→ EXTRAHIERTER TEXT
******************************

# Symboltabelle



## michaelg (1 Februar 2009)

Hallo zusammen,
habe nicht sehr viel, oder besser gesagt kaum erfahrung in der SPS Programmierung und betreibe das mehr als Hobby. 
Würde gern eure Meinung über diese Symboltabelle hören und gerne Verbesserungsvorschläge entgegen nehmen. 
Bin für jeden Tip dankbar.

mfg
Michael


----------



## veritas (1 Februar 2009)

michaelg schrieb:


> Hallo zusammen,
> habe nicht sehr viel, oder besser gesagt kaum erfahrung in der SPS Programmierung und betreibe das mehr als Hobby.
> Würde gern eure Meinung über diese Symboltabelle hören und gerne Verbesserungsvorschläge entgegen nehmen.
> Bin für jeden Tip dankbar.
> ...




Sieht doch gut aus.

Besser als meine meistens


----------



## MSB (1 Februar 2009)

Über die Texte Namen will ich jetzt mal nichts sagen, da gibts mindestens so viele Meinungen wie Möglichkeiten ...

Was ich dir aber empfehlen würde, versuche den Namen des Symbols IEC-Konform zu halten, d.h.:
- keinen Punkt/Sonderzeichen
- keine Leerzeichen

Mfg
Manuel


----------



## michaelg (1 Februar 2009)

Erstmal Dank für die Antworten, wie handhabt ihr das dann mit dem Kennbuchstaben für Schalter, Motor,Lampe usw.
 Laßt ihr das einfach weg und schreibt das nur im Kommentar???

mfg
Michael


----------



## maweri (1 Februar 2009)

michaelg schrieb:


> Erstmal Dank für die Antworten, wie handhabt ihr das dann mit dem Kennbuchstaben für Schalter, Motor,Lampe usw.
> Laßt ihr das einfach weg und schreibt das nur im Kommentar???



Die Kennzeichnung nur in den Kommentar zu schreiben, halte ich für unzureichend. Das Ganze mal anhand eines Beispiels:
Es gibt einen Pneumatikzylinder (mit Ventil), der über 2 Leuchtdrucktaster vor und zurückgefahren wird. Zudem werden die Endlagen mit Inis überwacht.
Jetzt hast Du je 4x "Zylinder vor" und "Zylinder zurück". Da wird's dann schon eng mit den Symbolen. Darum schreibe ich immer dazu, worauf sich das Symbol bezieht. Also:

S_Zyl_vor - Taster Zylinder vor
B_Zyl_vor - Ini Zylinder vor
Y_Zyl_vor - Ventil Zylinder vor
H_Zyl_vor - Leuchtmelder Zylinder vor

Dasselbe natürlich auch für "Zylinder zurück".

******************************

→ GESTELLTE AUFGABE 1
Welche zwei Dinge soll ein IEC-konformer Symbolname laut der Forendiskussion zur Symboltabelle nicht enthalten?
→ GESTELLTE AUFGABE 2
Gib einen Abschnitt der Forendiskussion zur Symboltabelle wortgetreu wieder, beginnend bei den Worten „Sieht doch gut“ und endend nach den Worten „wie Möglichkeiten ...“.
→ GESTELLTE AUFGABE 3
Schreibe die Forendiskussion zur Symboltabelle im Anschluss an ihren letzten Satz weiter.
Die Datensätze stammen aus einer anderen Quelle als der Text.

→ EXTRAHIERTE DATENSÄTZE
******************************

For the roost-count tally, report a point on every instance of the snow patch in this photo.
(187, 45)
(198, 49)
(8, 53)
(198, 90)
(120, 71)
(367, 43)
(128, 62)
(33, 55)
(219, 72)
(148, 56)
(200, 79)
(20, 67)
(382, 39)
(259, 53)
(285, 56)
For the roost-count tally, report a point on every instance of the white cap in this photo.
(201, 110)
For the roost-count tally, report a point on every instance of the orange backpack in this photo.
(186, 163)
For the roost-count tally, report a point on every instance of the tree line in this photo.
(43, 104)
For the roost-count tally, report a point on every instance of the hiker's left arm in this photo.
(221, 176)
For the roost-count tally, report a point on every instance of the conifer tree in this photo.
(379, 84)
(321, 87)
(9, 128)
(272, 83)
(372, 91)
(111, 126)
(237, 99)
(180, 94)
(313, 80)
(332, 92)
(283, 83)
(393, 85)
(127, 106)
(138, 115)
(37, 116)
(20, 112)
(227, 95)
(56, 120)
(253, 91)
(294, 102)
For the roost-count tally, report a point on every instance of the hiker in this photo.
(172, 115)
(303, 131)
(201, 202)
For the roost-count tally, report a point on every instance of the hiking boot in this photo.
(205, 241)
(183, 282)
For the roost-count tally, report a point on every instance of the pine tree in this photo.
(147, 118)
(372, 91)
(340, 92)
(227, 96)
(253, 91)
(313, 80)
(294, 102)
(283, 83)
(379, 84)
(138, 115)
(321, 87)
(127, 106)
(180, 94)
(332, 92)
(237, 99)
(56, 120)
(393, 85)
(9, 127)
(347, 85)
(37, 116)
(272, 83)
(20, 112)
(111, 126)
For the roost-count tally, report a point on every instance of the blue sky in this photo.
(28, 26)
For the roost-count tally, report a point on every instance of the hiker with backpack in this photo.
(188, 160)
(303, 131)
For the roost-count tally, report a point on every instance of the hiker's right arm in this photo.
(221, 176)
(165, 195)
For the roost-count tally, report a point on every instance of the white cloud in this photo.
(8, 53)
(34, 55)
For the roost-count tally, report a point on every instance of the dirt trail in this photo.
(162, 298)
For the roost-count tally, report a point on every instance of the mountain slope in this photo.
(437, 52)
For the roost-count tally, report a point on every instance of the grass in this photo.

******************************

→ ERWARTETE ANTWORT 1
Keinen Punkt bzw. keine Sonderzeichen und keine Leerzeichen.

→ ERWARTETE ANTWORT 2
Sieht doch gut aus.

Besser als meine meistens


----------



## MSB (1 Februar 2009)

Über die Texte Namen will ich jetzt mal nichts sagen, da gibts mindestens so viele Meinungen wie Möglichkeiten ...

→ ERWARTETE ANTWORT 3
So jetzt werden wahrscheinlich einige kommen und das alles für unsinnig erklären und lieber die BMKs aus den E-Plänen nehmen, aber jeder sollte auf seine Weise glücklich werden.

Gruß
maweri


----------



## michaelg (1 Februar 2009)

Hallo maweri,
dank für die Antwort.
Dann bin ich mit meiner Symboltabelle ja auf dem richtigen Weg oder????

mfg
Michael


----------



## maweri (1 Februar 2009)

Jau 
Für'n Hobby-Programmierer sieht das schon sehr gut aus.
Habe - wie wohl viele hier - schon "Profi"programme gesehen, wo einem die Symbole gar nix sagten (wenn sie den überhaupt vorhanden waren).
Wenn Du den Tipp von MSB noch beherzigst, steht einer Profikarriere nix im Wege.:wink:

Gruß
maweri


----------



## Kai (1 Februar 2009)

Da die Taster, Endschalter und Motoren im Symbol-Kommentar durchnummeriert sind, würde ich die Nummer auch für das Symbol übernehmen:

*M*_Motor_vor - A4.0 - Motor *M1* - Wagen fährt nach vorne =>

*M1*_Motor_vor - A4.0 - *M1* Motor - Wagen fährt nach vorne

Eine ähnliche Symbolik habe ich auch im folgendem Programmbeispiel für eine Schrittkette verwendet:

http://www.sps-forum.de/showpost.php?p=120722&postcount=1

http://www.sps-forum.de/showpost.php?p=121128&postcount=16

Gruß Kai


----------



## dalbi (1 Februar 2009)

Ich mache das auch so und schreibe in das Symbolkommentar noch die Schaltplanbezeichnung mit dazu. z.B. Motor M1 - Wagen fährt nach vorne =XYZ-10M1
das erleichtert die Suche bei der Inbetriebnahme.

Gruss Daniel


----------



## michaelg (2 Februar 2009)

Dank für die zahlreichen Antworten.
Werde versuchen das alles umzusetzen.
@Kai
arbeitest du mir WinSPS von MHJ???

Jetzt muß ich mich nur noch durch die Kennbuchstaben der Betribsmittel "durchwühlen".
Hab mir das Moeller Schaltungsbuch heruntergeladen und finde da die alte und die neue Norm.
Wie Handhabt ihr das in der Praxis???

z.B.:
welche Bezeichnung bekommt ein Näherungsschalter B oder S???

bin für jeden Tip dankbar

mfg
Michael


----------



## Kai (2 Februar 2009)

michaelg schrieb:


> @Kai
> arbeitest du mir WinSPS von MHJ???


 
Ich arbeite mit SIMATIC STEP 7.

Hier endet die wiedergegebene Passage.